[[ Data under study open ]]

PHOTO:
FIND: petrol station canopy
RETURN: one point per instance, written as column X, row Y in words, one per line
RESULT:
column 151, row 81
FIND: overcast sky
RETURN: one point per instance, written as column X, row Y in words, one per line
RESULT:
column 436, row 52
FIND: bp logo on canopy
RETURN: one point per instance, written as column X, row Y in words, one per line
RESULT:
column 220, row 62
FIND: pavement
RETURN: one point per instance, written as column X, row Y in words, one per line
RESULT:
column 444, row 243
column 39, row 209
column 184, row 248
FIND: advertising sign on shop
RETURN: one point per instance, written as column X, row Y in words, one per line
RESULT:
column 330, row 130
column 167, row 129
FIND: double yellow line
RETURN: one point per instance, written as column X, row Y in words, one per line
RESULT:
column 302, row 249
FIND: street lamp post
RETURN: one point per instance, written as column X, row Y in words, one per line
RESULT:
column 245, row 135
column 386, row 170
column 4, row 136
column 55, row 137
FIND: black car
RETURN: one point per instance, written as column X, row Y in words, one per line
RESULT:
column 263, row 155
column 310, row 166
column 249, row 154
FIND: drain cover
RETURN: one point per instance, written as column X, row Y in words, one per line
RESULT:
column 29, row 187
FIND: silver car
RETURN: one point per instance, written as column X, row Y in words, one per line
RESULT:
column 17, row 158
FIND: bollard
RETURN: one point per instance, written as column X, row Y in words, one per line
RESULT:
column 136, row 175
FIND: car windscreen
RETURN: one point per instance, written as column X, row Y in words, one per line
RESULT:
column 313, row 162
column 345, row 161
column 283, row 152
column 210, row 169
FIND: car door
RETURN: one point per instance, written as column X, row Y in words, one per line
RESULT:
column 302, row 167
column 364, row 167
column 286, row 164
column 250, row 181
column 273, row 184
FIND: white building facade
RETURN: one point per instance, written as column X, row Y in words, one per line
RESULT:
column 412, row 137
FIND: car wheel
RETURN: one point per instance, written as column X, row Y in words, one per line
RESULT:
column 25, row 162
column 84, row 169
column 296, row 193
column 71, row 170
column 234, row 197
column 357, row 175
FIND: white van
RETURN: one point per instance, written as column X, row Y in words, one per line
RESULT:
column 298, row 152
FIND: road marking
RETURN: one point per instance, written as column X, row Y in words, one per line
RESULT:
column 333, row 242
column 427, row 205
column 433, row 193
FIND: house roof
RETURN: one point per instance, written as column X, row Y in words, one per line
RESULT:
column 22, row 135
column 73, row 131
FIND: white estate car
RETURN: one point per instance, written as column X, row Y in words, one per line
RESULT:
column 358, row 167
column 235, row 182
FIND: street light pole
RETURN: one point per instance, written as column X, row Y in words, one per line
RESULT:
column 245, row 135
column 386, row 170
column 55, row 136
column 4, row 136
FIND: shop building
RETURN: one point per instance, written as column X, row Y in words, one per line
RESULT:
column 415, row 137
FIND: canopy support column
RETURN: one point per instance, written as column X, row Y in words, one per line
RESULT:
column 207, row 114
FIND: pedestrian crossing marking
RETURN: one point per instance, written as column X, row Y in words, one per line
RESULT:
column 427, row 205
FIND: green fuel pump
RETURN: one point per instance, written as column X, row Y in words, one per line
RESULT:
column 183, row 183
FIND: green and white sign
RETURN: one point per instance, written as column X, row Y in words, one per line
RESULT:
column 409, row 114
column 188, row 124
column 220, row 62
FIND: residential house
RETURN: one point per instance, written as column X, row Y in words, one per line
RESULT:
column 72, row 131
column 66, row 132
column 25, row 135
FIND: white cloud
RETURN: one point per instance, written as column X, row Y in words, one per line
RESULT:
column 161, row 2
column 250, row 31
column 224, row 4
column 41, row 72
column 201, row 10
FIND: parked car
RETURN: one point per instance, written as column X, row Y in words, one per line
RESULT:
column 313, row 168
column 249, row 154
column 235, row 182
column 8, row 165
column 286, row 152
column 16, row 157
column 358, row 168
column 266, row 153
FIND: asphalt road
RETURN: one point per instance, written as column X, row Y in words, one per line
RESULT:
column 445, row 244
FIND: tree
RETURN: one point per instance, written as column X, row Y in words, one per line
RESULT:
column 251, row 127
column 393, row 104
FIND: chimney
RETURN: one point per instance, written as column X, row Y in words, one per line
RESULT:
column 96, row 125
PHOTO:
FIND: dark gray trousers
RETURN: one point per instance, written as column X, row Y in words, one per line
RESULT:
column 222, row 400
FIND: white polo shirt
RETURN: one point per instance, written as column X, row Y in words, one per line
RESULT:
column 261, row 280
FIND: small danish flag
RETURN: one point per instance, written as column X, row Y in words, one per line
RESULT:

[[ Data under study closed ]]

[Your task] Give back, word for word, only the lines above from the line holding "FIND: shop building" to the line holding "FIND: parked car", both included.

[Exercise solution]
FIND: shop building
RETURN: one point per instance, written as column X, row Y in words, one per line
RESULT:
column 415, row 137
FIND: canopy support column
RETURN: one point per instance, written as column X, row Y in words, one per line
RESULT:
column 207, row 114
FIND: pedestrian crossing marking
RETURN: one point per instance, written as column X, row Y in words, one per line
RESULT:
column 427, row 205
FIND: green fuel pump
RETURN: one point per instance, written as column X, row Y in words, one per line
RESULT:
column 183, row 183
FIND: green and white sign
RETURN: one point per instance, written as column X, row Y in words, one per line
RESULT:
column 409, row 114
column 188, row 124
column 220, row 62
FIND: residential house
RETURN: one point per instance, written as column X, row Y in words, one per line
RESULT:
column 72, row 131
column 66, row 132
column 25, row 135
FIND: white cloud
RETURN: one point per instance, written as column X, row Y in words, one per line
RESULT:
column 161, row 2
column 250, row 31
column 224, row 4
column 41, row 72
column 201, row 10
FIND: parked car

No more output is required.